/ Food & Drink, Shopping

Is your food lighter than it claims?

Tin with tape measure

Are the grams on the supermarket products you buy accurate? Our snapshot investigation of 467 supermarket products found that some weighed significantly less…

In 2012 we discovered that 80% of the smoked salmon packs we’d measured were underweight. We wanted to broaden our test for 2015, so we asked food fraud expert Professor Chris Elliot to help us investigate underweight food in supermarkets.

His researchers at Queen’s University Belfast weighed 467 food products bought from supermarkets in Northern Ireland and found that 73 were below the recognised margin of error (this ranges from 4.5g on a product weighing 50g or 15g for a 1kg product).

Products that we found weighed less

Products weighing less than the margin of error:

  • 23 out of 32 tins of Heinz Chunky Veg Big Soup.
  • Six out of eight samples of Tesco Finest smoked salmon.
  • 19 out of 31 Green Giant Niblets Original Sweetcorn contained less than the drained weight stated on packaging.
  • Four out of 32 Del Monte Peach Slices in light syrup. Two were very underweight.
underweight foods

We’d expect a small variation in weight, which the margin of error accounts for, but we were surprised by how many samples were below this.

Enforcement for underweight foods

Trading standards officer Paul Ferris couldn’t comment on our research as it wasn’t carried out by accredited weights and measures professionals, but he did say:

‘Discrepancies may be due to natural desiccation of the product – as stated weight relates to the time of packing – inadequate staff training on packing, or incorrectly using weighing equipment.’

It’s important that manufacturers have effective checks in place to make sure you aren’t getting short-changed. And if products are found to be underweight, it’s important that Trading Standards continues its enforcement to help ensure compliance.

What do you think about underweight food? Are you sometimes suspicious that a product is lighter than it claims? Do you ever go to the lengths of getting the scales out to prove a point?


An excellent exposé.

The Tesco Finest smoked salmon is a premium product and priced accordingly at £4.80 per 100 gm. If the margin of error is 9 gm on a 100 gm pack and 75% of the product in the sample is short of even that benchmark that is a serious contravention, or “diddling” to use the technical term for it. I hope that an accredited professional trading standards officer using the correct and certified apparatus will immediately carry out some evidence-quality tests and take enforcement action if the Queen’s University results are sustained. Should look beyond Tesco as well – it could be widespread.

As for tinned produce, that is more perplexing because I should be most surprised if companies like Heinz, Green Giant and Del Monte did not have weighing equipment in their canning lines [but it has to be calibrated and tested correctly, of course, which requires technical competence]. There is the possibility – but unlikely in my view across three separate manufacturers – that the production lines were adjusted to reduce the weight of the contents [while keeping the price the same?] but nobody corrected the pack weight on the can label. I wonder how full the cans were – with small element product like soup and sweetcorn it should be easy to make sure they are all filled up to the declared weight. With the peaches some extra syrup would bring the weight up if another slice could not be squeezed in, but over 6% of the sample were very underweight – two or more slices short of a full tin perhaps. Since the production and packing processes are probably almost entirely automatic there must be some particular explanation for this and I think we should be told.

● ● ●

--- WRITTEN PROBLEM 1 ---
Answer these about the underweight-food article:
(a) How many food products did the researchers at Queen's University Belfast weigh?
(b) What percentage of the smoked salmon packs measured in 2012 were underweight?
(c) What price per 100 gm does the commenter give for the Tesco Finest smoked salmon?
--- WRITTEN PROBLEM 2 ---
Can you return the part of the underweight-food article starting at "His researchers at" and ending at "were very underweight.", copied exactly?

--- GIVEN DATA ---
● ● ●

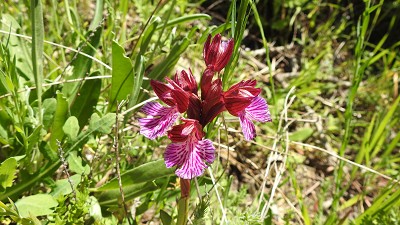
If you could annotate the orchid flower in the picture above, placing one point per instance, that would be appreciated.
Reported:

● ● ●

--- RESPONSE 1 ---
(a) 467
(b) 80%
(c) £4.80

--- RESPONSE 2 ---
His researchers at Queen’s University Belfast weighed 467 food products bought from supermarkets in Northern Ireland and found that 73 were below the recognised margin of error (this ranges from 4.5g on a product weighing 50g or 15g for a 1kg product).

Products that we found weighed less

Products weighing less than the margin of error:

  • 23 out of 32 tins of Heinz Chunky Veg Big Soup.
  • Six out of eight samples of Tesco Finest smoked salmon.
  • 19 out of 31 Green Giant Niblets Original Sweetcorn contained less than the drained weight stated on packaging.
  • Four out of 32 Del Monte Peach Slices in light syrup. Two were very underweight.